--- Given problem ---
Retype the records from the line containing "Please box every green grass slope" through the line containing "[363,742,509,831]", including both of those lines, and make no changes.

Provided information start

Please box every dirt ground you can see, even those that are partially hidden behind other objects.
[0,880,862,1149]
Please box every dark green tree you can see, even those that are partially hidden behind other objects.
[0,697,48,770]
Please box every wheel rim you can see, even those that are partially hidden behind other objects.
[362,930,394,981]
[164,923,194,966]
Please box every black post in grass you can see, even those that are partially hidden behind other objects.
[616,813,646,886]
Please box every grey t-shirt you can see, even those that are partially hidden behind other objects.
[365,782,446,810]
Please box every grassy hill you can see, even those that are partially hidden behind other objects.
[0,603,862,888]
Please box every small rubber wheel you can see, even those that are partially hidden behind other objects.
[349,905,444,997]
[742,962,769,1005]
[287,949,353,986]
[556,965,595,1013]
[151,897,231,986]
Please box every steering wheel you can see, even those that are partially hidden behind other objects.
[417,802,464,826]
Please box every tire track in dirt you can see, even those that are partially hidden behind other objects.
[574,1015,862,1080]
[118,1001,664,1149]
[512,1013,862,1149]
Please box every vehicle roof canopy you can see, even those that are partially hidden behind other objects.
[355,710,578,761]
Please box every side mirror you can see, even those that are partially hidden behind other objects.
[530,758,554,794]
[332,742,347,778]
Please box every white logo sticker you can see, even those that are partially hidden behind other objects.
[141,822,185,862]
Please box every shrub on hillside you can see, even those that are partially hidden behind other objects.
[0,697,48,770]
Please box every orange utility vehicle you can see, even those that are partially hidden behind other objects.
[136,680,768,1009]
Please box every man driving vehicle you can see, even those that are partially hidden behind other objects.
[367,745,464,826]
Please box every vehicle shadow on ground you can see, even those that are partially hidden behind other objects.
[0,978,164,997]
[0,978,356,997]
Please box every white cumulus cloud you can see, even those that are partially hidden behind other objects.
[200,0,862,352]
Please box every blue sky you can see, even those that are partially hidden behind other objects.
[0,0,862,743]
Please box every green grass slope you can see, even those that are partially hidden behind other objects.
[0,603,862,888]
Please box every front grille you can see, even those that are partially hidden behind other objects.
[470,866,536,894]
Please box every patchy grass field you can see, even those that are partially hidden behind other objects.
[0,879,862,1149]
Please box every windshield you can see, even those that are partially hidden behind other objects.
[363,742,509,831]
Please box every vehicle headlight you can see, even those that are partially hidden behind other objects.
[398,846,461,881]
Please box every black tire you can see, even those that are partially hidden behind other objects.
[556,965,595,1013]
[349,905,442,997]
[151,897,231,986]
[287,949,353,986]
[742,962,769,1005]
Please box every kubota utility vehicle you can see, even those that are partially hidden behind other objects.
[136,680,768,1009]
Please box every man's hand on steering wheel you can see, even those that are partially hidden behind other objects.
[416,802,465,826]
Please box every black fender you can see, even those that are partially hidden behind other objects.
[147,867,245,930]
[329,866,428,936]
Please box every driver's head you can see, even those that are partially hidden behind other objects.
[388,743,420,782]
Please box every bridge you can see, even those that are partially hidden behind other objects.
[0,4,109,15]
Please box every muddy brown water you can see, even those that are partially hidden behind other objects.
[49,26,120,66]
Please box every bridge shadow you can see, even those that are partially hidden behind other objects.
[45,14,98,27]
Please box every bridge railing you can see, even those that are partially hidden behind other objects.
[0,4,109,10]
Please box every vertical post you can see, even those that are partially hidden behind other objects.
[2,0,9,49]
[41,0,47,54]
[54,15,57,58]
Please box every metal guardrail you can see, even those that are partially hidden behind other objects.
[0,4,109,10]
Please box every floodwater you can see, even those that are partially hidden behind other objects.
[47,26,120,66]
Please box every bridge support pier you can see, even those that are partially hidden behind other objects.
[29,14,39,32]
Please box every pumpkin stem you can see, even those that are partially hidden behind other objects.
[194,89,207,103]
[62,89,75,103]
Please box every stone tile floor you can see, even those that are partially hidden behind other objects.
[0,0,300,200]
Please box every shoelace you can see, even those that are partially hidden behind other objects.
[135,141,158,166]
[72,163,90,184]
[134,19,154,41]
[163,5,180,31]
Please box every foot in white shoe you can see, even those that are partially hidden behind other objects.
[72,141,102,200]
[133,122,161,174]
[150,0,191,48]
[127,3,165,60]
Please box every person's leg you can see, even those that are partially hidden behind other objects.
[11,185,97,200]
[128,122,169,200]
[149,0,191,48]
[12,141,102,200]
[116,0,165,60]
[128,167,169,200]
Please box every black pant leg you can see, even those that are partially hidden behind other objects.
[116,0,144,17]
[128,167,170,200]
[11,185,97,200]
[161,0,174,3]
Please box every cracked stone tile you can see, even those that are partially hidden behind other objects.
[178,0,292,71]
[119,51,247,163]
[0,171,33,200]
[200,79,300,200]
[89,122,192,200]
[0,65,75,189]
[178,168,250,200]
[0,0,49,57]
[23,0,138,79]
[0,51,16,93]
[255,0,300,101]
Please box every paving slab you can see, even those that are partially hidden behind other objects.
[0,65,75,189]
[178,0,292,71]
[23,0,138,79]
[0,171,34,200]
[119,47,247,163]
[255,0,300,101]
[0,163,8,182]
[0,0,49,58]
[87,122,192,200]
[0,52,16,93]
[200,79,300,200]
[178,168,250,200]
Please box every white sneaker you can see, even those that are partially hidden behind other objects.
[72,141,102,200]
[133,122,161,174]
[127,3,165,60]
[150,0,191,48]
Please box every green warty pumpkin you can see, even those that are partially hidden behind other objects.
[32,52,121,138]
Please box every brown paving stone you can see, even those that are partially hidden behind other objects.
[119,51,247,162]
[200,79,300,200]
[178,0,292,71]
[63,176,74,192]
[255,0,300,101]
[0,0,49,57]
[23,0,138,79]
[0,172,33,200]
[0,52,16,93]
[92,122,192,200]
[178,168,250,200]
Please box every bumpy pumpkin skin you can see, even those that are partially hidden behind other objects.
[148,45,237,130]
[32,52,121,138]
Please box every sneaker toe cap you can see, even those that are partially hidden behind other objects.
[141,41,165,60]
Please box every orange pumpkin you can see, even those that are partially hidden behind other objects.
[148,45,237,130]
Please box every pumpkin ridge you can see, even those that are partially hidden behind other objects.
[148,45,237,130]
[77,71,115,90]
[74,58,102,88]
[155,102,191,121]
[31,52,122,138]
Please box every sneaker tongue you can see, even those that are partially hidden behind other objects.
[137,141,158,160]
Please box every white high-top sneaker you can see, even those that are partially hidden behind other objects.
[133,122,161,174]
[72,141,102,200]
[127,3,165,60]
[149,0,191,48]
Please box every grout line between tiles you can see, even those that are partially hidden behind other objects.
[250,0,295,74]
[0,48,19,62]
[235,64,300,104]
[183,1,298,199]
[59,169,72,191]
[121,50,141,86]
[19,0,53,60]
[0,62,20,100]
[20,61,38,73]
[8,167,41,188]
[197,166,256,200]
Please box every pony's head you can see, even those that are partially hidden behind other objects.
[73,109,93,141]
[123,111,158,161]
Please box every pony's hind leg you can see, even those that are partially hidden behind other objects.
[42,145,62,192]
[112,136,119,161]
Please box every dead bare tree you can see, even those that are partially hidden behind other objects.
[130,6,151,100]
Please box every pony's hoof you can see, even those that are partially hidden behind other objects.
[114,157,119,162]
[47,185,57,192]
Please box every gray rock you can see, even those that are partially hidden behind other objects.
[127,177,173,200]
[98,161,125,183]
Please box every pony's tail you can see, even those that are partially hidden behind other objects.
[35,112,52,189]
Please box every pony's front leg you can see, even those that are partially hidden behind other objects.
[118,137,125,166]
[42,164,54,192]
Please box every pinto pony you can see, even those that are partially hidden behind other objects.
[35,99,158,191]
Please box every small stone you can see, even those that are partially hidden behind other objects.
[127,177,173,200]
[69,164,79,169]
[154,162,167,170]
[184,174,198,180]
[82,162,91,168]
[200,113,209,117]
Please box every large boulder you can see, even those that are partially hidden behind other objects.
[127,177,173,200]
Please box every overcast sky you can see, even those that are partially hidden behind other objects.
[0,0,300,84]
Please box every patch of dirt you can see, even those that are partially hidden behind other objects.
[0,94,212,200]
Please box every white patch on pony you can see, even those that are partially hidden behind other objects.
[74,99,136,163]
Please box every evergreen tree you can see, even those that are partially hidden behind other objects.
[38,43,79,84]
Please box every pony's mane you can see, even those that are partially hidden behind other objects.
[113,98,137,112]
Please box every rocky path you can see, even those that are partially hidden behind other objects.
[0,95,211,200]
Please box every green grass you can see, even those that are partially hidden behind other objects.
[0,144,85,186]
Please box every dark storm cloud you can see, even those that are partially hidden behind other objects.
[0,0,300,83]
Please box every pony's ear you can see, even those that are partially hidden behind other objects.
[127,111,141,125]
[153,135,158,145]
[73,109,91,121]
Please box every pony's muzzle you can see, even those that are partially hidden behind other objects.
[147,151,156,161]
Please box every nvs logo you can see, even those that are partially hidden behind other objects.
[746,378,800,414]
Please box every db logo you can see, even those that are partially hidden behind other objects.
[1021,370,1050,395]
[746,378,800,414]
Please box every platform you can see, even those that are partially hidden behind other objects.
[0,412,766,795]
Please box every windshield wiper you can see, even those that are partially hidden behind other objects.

Provided information end
Provided information start

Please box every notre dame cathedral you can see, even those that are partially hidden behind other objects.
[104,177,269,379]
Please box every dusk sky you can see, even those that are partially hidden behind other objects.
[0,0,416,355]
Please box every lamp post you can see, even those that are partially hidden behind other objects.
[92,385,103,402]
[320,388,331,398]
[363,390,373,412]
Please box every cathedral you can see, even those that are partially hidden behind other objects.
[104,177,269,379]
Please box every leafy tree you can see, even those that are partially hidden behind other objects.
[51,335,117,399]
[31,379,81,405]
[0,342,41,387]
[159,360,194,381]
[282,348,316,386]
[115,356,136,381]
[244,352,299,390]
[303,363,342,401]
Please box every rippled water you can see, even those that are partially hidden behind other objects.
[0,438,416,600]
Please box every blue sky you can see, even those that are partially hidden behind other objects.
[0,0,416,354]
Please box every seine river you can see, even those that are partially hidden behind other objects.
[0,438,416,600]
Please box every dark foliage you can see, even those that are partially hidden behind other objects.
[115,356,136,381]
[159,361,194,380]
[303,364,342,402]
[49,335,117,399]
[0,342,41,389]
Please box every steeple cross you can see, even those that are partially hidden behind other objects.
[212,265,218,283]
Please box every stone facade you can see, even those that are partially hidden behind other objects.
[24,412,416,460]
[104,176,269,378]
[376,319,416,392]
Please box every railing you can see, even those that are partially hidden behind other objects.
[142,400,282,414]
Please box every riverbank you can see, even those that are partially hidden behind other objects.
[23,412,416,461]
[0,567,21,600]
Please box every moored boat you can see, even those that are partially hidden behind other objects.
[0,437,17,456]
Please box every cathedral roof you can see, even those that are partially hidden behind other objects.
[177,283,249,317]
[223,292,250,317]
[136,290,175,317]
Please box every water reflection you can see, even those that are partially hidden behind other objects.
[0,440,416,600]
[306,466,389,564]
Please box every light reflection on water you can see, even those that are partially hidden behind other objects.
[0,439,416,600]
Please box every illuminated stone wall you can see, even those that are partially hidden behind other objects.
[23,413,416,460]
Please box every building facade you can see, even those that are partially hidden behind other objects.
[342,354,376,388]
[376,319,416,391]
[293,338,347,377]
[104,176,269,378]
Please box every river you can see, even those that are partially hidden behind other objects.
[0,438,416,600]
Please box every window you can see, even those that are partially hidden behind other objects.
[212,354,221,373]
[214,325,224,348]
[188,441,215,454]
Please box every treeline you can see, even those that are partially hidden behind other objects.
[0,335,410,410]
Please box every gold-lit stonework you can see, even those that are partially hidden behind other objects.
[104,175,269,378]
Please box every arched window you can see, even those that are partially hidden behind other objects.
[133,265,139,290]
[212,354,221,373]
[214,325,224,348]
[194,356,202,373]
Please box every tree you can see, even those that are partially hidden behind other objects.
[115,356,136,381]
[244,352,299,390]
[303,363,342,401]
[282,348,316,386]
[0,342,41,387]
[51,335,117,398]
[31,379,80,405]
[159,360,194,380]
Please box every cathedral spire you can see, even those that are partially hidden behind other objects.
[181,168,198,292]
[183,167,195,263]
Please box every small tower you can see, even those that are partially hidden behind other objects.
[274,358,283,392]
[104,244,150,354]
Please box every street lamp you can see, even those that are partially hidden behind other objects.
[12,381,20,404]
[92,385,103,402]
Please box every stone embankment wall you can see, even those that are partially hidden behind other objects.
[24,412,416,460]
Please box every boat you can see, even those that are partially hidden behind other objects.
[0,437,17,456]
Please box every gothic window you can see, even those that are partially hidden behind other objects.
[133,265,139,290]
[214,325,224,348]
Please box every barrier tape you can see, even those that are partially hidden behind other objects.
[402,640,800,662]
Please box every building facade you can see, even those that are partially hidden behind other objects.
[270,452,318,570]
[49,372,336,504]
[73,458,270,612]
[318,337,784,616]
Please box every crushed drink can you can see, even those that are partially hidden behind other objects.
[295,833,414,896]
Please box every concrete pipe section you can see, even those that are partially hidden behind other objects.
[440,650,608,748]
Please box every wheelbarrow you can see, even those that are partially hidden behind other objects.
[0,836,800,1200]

Provided information end

--- The answer ---
Please box every green grass slope you can see, even those that are partially hidden behind other objects.
[0,603,862,888]
Please box every front grille you can see, even those that are partially hidden behind other objects.
[470,866,536,894]
Please box every patchy grass field you can see, even those that are partially hidden behind other objects.
[0,879,862,1149]
Please box every windshield you can see, even those that are partially hidden behind other objects.
[363,742,509,831]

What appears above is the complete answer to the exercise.